:: Ausgewählter Auszug ::
# Kinderfedergabeln tunen???



## McFly77 (29. November 2011)

Nach dem Kauf des Bergamont Team Junior 24, steht jetzt ein eventl. Gabeltuning an.
Verbaut ist eine  SR Sontour XCT JR, oben rechts ist noch ein Stellrad drann, allerdings außer das dieses Rad ein paarmal knackt beim Drehen tut sich sonst wenig beim Federverhalten.
Die Gabel federt eh nur 4cm ein aber selbst diese 4cm lassen sich nur mit großem Kraftaufwand einfedern.

Es ist zwar kein Weltuntergang und mir war vorher schon klar, dass man von den Gabel in dem Preissegment bei kinderlichen Körpergewicht nicht viel erwarten kann.
Gibts trotzdem ne Möglichkeit da kostengünstig was daran zu ändern?


----------



## oldman (29. November 2011)

bitte nicht falsch verstehen: das beste tuning ist, die suntour durch eine starrgabel zu ersetzen, bzw eine alte sid von 80 auf 60mm zu traveln. 
die suntour wiederum möglichst gefällig ablichten und in ebay einstellen...
imho die beste massnahme


----------



## MTB-News.de




----------



## DerJoe (29. November 2011)

Sorry, Oldman, aber wie ich eben bei Google sehen konnte, hat das Bergamont von McFly vorne V-Brakes. Das passt also nicht mit den Canti-Sockeln von einer 26er Gabel.

@McFly: Es gibt die Federn für die 26er XCT in verschiedenen Härten. Wenn der Standrohr-Durchmesser identisch ist, könnte man (als Bastellösung) die 26er Federn kürzen (Flex-Fahrwerk  ).
Aber es gibt hier ein spezielles Suntor-Forum, dass sehr kompetent von Suntour betreut wird. Evtl. wendest du dich mal direkt an den User _Suntour_ hier.


----------



## oldman (29. November 2011)

man kann ja ne mechanische scheibenbremse dranpacken.... ist allemal leichter

hier die karre meines juniors, vorher in original zustand







nacund jetzt mehr als 2.5kg leichter


----------



## stivinix (1. Dezember 2011)

Falls auf beiden Seiten Stahlfedern drin sind würd ich mal eine entfernen...


----------



## Eckbert (18. Dezember 2011)

Ich würde erstmal einen langen Winterabend nutzen, um die Gabel zu zerlegen. Die Kinderbike-Gabeln sind ziemlich einfach aufgebaut, da kann man nicht viel falsch machen.
Kann gut sein, dass sich dann verschiedene Optionen ergeben - z.B. andere Feder aus einer alten Judy rein, Spacer raus um mehr Federweg zu generieren, erstmal ordentlich Fett rein. Ich habe so schon zwei 20 Zoll Kinder-Bikes von 4,5cm Federweg, die sich nur von Fahrern ab 70 Kg nutzen lassen auf 6 weiche cm Federweg umgebaut. Da kann mit ein bisschen technischer Kreativität einiges machen. Das Problem ist meist irgendwann die Dämpfung - die fehlt bei den Dingern in der Regel.
Wenn ich mich an meine erste Federgabel erinnere - die hatte 5cm mit Stahlfeder und auch keine Dämpfung - da war ich gegenüber den Kumpels mit Starrgabel trotzdem der King auf den Trails.


----------
:::
Teilaufgaben:
A: Stimmen diese Aussagen mit dem Forenthread über Kinderfedergabeln überein: (i) Die Gabel des Bergamont Team Junior 24 federt nur 4 cm ein. (ii) Laut Eckbert fehlt bei Kinderbike-Gabeln in der Regel die Dämpfung. (iii) Eckbert hat bereits drei 20-Zoll-Kinderbikes umgebaut. Antworten Sie jeweils mit Ja oder Nein und zitieren Sie die entscheidenden Worte wörtlich.
B: Schreiben Sie aus dem Forenthread über Kinderfedergabeln alles von „Wenn ich mich“ bis hinunter zu „auf den Trails.“ wortgetreu ab.
Die Datensätze sind eigenständiges Material und gehören nicht zum Forenthread über Kinderfedergabeln.
:: Gegebene Daten ::
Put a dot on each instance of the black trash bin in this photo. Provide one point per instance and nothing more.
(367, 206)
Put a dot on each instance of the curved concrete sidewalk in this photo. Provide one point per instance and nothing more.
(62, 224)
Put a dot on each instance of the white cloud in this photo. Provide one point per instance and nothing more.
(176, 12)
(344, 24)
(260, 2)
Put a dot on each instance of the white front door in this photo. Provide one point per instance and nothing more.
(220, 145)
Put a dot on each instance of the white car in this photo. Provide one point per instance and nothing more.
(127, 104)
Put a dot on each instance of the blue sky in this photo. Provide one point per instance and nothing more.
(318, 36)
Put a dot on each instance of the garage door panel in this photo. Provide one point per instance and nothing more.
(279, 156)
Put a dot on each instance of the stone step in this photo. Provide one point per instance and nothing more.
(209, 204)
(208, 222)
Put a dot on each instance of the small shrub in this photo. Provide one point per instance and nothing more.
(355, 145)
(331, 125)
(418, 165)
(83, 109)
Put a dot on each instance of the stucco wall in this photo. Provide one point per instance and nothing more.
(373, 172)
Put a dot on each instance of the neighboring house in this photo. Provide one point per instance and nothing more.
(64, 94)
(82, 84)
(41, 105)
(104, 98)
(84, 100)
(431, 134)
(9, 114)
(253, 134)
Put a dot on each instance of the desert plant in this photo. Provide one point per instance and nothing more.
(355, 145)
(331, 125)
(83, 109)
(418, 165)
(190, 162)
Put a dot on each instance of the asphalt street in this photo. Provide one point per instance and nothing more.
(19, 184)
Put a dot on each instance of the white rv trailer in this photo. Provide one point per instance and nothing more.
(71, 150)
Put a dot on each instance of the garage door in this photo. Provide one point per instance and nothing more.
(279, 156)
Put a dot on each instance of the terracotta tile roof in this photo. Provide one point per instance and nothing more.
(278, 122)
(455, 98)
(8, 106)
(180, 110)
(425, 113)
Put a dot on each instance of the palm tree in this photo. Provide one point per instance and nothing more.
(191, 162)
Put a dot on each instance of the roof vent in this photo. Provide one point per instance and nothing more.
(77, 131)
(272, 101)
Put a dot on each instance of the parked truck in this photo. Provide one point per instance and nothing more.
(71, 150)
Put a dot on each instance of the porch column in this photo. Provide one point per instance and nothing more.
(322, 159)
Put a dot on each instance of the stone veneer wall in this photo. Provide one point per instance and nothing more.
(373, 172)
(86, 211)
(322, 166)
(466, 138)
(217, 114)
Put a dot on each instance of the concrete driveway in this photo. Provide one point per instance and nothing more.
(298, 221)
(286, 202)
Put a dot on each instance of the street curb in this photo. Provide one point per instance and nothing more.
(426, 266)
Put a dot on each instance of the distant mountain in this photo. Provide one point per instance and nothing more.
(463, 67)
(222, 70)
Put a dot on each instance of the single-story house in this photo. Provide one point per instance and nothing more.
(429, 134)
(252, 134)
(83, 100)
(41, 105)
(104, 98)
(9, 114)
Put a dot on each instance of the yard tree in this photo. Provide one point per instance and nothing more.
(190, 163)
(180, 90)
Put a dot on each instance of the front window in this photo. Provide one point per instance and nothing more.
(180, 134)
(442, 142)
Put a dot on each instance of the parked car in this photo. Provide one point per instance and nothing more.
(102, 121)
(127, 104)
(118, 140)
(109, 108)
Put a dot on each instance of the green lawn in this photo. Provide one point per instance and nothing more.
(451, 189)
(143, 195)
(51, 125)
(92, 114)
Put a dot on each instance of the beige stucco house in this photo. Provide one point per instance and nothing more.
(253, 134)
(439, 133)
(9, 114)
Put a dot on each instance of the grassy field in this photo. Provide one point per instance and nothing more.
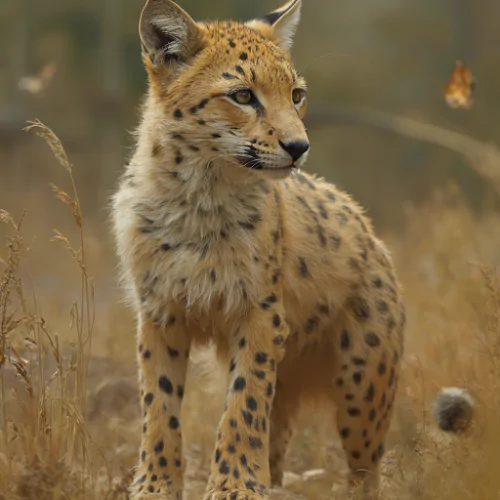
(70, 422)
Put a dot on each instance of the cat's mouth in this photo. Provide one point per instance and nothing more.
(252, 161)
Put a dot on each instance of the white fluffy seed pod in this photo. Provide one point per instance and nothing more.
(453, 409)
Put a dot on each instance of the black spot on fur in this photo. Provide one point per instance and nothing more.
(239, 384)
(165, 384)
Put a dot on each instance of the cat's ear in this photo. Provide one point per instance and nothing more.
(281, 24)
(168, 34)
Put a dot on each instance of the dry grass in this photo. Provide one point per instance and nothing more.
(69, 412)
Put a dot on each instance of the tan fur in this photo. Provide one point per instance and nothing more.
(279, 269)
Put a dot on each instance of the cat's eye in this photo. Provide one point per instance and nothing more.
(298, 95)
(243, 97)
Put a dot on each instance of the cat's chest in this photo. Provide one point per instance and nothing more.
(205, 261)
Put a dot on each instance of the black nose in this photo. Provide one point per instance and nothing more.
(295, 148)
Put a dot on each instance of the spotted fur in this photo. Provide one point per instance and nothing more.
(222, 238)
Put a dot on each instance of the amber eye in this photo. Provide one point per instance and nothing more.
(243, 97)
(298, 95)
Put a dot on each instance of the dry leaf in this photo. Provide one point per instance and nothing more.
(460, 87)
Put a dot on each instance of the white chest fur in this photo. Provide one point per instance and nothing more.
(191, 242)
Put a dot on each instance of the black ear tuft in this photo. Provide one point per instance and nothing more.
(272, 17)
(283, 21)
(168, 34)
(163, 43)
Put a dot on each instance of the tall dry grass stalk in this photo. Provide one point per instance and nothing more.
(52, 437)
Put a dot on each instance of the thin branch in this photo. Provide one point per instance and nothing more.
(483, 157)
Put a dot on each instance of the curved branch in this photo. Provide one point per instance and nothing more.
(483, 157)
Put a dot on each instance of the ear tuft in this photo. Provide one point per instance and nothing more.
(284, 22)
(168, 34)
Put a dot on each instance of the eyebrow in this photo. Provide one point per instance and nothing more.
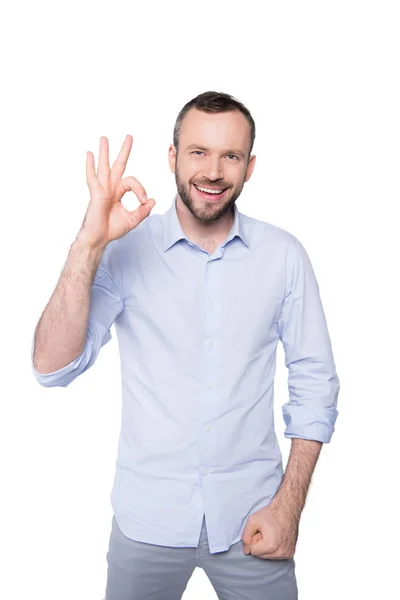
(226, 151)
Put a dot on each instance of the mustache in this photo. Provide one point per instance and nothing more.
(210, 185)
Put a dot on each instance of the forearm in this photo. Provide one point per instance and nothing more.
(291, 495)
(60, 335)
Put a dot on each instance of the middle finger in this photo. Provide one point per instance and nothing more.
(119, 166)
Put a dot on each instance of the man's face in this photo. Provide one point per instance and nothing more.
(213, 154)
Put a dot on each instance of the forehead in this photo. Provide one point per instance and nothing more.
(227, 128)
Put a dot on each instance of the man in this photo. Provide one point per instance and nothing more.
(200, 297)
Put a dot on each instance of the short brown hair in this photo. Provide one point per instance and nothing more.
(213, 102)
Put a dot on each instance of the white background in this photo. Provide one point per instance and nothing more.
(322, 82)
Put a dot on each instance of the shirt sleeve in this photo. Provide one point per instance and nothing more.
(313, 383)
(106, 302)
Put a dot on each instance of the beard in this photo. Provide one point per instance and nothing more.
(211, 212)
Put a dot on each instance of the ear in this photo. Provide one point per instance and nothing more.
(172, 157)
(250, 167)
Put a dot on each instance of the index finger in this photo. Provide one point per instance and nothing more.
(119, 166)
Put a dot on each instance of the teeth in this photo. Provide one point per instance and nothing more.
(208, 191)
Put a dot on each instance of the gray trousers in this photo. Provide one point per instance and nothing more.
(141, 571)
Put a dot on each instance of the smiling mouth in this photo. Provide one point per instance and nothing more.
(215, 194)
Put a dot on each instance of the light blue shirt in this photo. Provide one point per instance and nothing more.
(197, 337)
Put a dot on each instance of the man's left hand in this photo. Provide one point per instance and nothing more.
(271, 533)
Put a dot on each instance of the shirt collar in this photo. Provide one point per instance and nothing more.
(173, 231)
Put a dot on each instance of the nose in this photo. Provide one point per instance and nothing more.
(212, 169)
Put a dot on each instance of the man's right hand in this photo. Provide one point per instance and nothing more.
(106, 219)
:::
:: Gegebene Daten ::
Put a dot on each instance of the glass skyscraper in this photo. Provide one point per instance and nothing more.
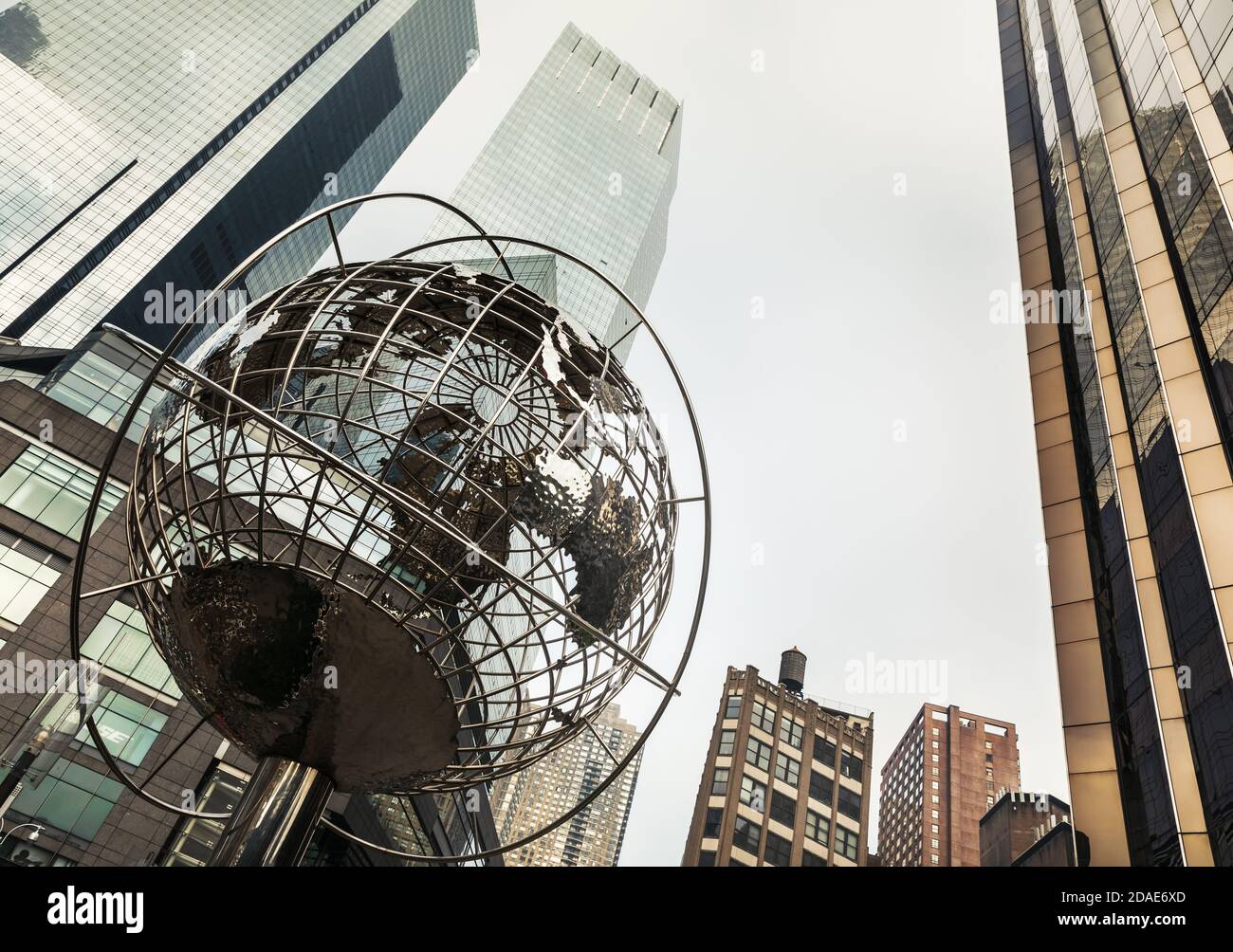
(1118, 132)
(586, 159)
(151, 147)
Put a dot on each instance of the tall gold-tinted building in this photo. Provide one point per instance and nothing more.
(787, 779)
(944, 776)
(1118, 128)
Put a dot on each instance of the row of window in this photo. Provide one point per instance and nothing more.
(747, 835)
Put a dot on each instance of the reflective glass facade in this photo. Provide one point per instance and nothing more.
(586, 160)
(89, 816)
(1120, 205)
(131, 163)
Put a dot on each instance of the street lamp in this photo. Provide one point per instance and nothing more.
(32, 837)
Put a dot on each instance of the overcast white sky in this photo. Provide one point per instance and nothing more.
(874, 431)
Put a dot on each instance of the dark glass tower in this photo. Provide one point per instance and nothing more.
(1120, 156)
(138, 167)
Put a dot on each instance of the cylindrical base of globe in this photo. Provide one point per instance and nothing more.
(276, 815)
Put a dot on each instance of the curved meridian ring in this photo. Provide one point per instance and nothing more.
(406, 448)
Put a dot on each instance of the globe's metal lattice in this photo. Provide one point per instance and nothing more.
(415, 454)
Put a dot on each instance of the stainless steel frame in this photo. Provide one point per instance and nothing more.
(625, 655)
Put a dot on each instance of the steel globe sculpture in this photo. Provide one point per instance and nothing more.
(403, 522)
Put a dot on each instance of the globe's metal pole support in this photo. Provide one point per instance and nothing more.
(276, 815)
:::
Lösungen je Aufgabe:
A:
(i) Ja: „Die Gabel federt eh nur 4cm ein“
(ii) Ja: „Das Problem ist meist irgendwann die Dämpfung - die fehlt bei den Dingern in der Regel.“
(iii) Nein: „Ich habe so schon zwei 20 Zoll Kinder-Bikes von 4,5cm Federweg, die sich nur von Fahrern ab 70 Kg nutzen lassen auf 6 weiche cm Federweg umgebaut.“

B:
Wenn ich mich an meine erste Federgabel erinnere - die hatte 5cm mit Stahlfeder und auch keine Dämpfung - da war ich gegenüber den Kumpels mit Starrgabel trotzdem der King auf den Trails.